▸ **Exercise requirements**: Please print all of the material below, word for word.

▸ **Records supplied**:

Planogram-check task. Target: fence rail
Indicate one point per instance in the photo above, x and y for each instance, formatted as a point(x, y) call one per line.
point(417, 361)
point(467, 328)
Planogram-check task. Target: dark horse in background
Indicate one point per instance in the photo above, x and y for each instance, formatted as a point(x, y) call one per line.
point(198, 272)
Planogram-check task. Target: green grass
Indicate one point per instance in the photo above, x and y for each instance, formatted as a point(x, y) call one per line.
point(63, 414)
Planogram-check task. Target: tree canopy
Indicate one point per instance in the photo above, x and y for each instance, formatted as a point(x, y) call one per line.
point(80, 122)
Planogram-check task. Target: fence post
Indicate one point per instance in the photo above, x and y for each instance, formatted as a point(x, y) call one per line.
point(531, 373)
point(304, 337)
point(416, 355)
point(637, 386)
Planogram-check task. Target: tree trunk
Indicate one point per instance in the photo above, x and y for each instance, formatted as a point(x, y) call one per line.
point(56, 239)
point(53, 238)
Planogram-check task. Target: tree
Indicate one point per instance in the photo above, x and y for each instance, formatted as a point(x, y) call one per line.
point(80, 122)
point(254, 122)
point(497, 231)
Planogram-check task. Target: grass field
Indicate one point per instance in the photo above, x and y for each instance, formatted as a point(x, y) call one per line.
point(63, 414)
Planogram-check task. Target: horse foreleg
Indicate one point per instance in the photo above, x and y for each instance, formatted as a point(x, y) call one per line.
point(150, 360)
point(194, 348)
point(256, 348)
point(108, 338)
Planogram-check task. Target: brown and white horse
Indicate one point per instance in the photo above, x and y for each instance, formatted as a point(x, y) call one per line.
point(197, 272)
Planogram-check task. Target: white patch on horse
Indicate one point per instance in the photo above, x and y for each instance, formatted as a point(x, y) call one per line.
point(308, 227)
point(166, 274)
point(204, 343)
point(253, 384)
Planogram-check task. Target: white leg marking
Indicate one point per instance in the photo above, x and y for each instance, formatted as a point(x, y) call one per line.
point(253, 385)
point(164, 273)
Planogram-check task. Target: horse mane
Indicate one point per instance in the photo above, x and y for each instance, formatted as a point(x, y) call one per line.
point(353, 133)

▸ **Written solution**:
Planogram-check task. Target: fence rail
Indicate one point per instance in the photo above, x and y for each instance, formatted as a point(x, y) call one per line.
point(417, 361)
point(467, 328)
Planogram-check task. Target: dark horse in background
Indicate one point per instance in the photo above, x and y for each instance, formatted as a point(x, y) call one per line.
point(198, 272)
Planogram-check task. Target: green grass
Indicate one point per instance in the photo above, x and y for each instance, formatted as a point(x, y) call one per line.
point(63, 414)
Planogram-check task. Target: tree canopy
Indicate one point per instance in the photo above, x and y for each instance, formatted as a point(x, y) call one per line.
point(80, 122)
Planogram-check task. Target: fence post
Indicate one point per instance in the photo above, x and y for each instance, formatted as a point(x, y) call one per line.
point(531, 373)
point(304, 337)
point(416, 355)
point(637, 386)
Planogram-check task. Target: tree trunk
Indicate one point per instance in the photo above, x and y for each instance, formatted as a point(x, y) call one per line.
point(56, 239)
point(53, 238)
Planogram-check task. Target: tree
Indicate one point per instance in the photo above, x and y for each instance, formatted as a point(x, y) call one per line.
point(80, 122)
point(254, 122)
point(497, 231)
Planogram-check task. Target: grass field
Indicate one point per instance in the photo above, x and y for each instance, formatted as a point(x, y) call one per line.
point(63, 414)
Planogram-check task. Target: horse foreleg
Indicate one point per instance in the photo above, x and y for each instance, formatted as a point(x, y) call one per line.
point(150, 360)
point(194, 348)
point(256, 348)
point(108, 338)
Planogram-check task. Target: brown and white horse
Indicate one point per instance in the photo above, x and y for each instance, formatted as a point(x, y) call one per line.
point(197, 272)
Planogram-check task. Target: white patch on horse
Indicate one point per instance in the photo above, x and y for each instance, formatted as a point(x, y) call one per line.
point(308, 227)
point(166, 274)
point(204, 343)
point(253, 384)
Planogram-check task. Target: white leg marking
Indicate one point per instance in the photo above, x and y for each instance, formatted as a point(x, y) call one per line.
point(253, 385)
point(164, 273)
Planogram-check task. Target: horse mane
Indicate one point per instance in the photo above, x and y for each instance, formatted as a point(x, y) call one per line.
point(353, 133)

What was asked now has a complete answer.